MATERIAL FOR THIS EXERCISE →
*** Block opens ***
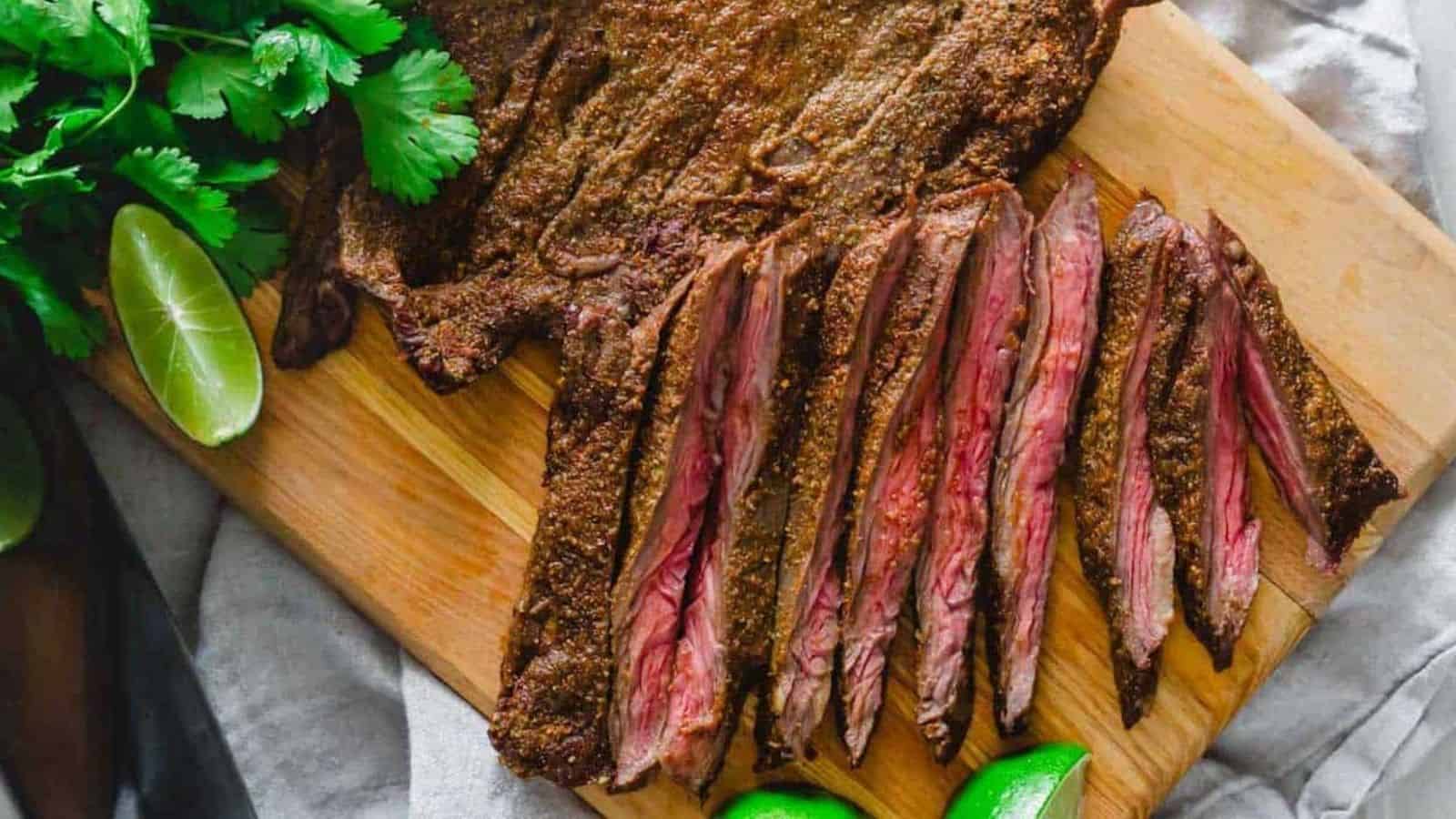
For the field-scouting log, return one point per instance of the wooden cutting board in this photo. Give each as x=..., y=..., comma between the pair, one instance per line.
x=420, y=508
*** Block closes ***
*** Block opens ***
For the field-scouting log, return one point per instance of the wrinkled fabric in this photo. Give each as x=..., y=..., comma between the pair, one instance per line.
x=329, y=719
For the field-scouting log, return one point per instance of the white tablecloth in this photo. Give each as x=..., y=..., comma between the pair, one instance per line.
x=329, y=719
*** Block closes ***
*** Block opens ***
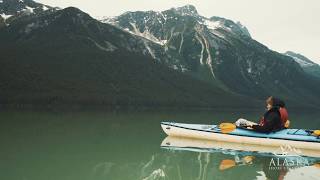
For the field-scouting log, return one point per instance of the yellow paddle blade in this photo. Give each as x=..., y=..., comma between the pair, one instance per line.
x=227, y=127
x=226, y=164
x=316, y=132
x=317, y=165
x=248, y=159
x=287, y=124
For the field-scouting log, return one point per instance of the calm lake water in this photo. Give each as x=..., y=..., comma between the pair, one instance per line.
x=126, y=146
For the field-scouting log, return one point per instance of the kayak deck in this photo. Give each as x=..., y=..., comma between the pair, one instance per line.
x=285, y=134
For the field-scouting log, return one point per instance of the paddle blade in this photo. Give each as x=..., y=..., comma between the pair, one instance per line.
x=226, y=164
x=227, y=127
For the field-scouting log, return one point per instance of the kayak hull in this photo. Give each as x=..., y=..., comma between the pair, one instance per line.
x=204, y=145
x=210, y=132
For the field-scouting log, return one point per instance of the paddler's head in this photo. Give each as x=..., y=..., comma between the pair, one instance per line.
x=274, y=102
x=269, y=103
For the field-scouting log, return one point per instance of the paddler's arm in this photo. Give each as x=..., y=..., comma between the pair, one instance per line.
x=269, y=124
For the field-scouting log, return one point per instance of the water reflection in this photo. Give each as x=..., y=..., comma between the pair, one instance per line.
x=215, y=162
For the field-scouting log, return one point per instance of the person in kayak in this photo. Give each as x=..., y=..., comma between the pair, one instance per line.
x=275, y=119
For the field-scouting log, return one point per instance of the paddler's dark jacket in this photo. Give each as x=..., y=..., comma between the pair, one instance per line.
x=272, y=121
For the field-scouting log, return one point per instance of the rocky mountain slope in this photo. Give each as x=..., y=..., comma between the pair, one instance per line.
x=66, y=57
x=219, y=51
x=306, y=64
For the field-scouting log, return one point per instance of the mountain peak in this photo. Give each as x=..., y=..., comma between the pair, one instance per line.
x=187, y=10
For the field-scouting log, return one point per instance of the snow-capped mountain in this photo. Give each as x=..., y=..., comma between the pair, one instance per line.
*** Block closes ***
ASSIGNED TASK → Look back at the entries above and repeat, unchanged, every line from the line holding "the paddle blade" through the line holding "of the snow-capped".

FINISHED TASK →
For the field-scouting log, return one point per instance of the paddle blade in this photo. Give each as x=..., y=..., comma between the pair, one instance per line.
x=226, y=164
x=227, y=127
For the field-scouting log, return one point per instance of the kayak hull in this photo. Give each as x=..., y=..., comma between the pair, one instance per line.
x=204, y=145
x=210, y=132
For the field-scouting log, return one point per instance of the paddler's head in this photo. Give each as x=..., y=..., comma between the pair, one instance per line.
x=274, y=102
x=269, y=103
For the field-scouting log, return one point per instance of the paddler's arm in this photo. Give each as x=..., y=..., comma between the pair, one instance per line.
x=269, y=124
For the field-scouting log, return one point per instance of the water reflection in this photo. Give each as x=..., y=..., comma between the pair, one instance per line.
x=215, y=162
For the field-scouting log, return one point per instance of the person in kayak in this photo. Give each as x=..., y=..., comma between the pair, one instance per line.
x=275, y=119
For the field-scouting log, return one point per instance of the paddler's dark jacket in this photo. Give each as x=..., y=..., comma between the pair, one instance per line.
x=272, y=121
For the field-scouting log, return one point per instance of the rocky mountain slope in this photo. Give each as x=..., y=..., comma between the pair, one instance per line.
x=66, y=57
x=219, y=51
x=306, y=64
For the field-scouting log, return one point per instance of the mountain peak in this photo. Give each as x=..., y=..., comma between the pair, one instance per line.
x=187, y=10
For the field-scouting log, return one point per instance of the snow-capped mountain in this photo. Give each as x=..., y=..., comma between the pair, one instance per line.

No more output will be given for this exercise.